Do this
Copy the text of the forum thread on HBase scan performance between "In that, we" and "scan performance.", inclusive.

Text
*****

Home | About | Sematext search-lucene.com search-hadoop.com
 Search Hadoop and all its subprojects:

Switch to Threaded View
HBase >> mail # user >> Poor HBase map-reduce scan performance

Copy link to this message
Re: Poor HBase map-reduce scan performance

Regarding running raw scans on top of Hfiles, you can try a version of the
patch attached at https://issues.apache.org/jira/browse/HBASE-8369, which
enables exactly this. However, the patch is for trunk.

In that, we open one region from snapshot files in each record reader, and
run a scan through using an internal region scanner. Since this bypasses
the client + rpc + server daemon layers, it should be able to give optimum
scan performance.

There is also a tool called HFilePerformanceBenchmark that intends to
measure raw performance for HFiles. I've had to do a lot of changes to make
is workable, but it might be worth to take a look to see whether there is
any perf difference between scanning a sequence file from hdfs vs scanning
an hfile.

On Fri, May 24, 2013 at 10:50 PM, lars hofhansl <[EMAIL PROTECTED]> wrote:

> Sorry. Haven't gotten to this, yet.
> Scanning in HBase being about 3x slower than straight HDFS is in the right
> ballpark, though. It has to a bit more work.
> Generally, HBase is great at honing in to a subset (some 10-100m rows) of
> the data. Raw scan performance is not (yet) a strength of HBase.
> So with HDFS you get to 75% of the theoretical maximum read throughput;
> hence with HBase you to 25% of the theoretical cluster wide maximum disk
> throughput?

*****

Data block
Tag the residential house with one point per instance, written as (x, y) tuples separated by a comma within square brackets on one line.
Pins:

*****

Exercise answer
In that, we open one region from snapshot files in each record reader, and
run a scan through using an internal region scanner. Since this bypasses
the client + rpc + server daemon layers, it should be able to give optimum
scan performance.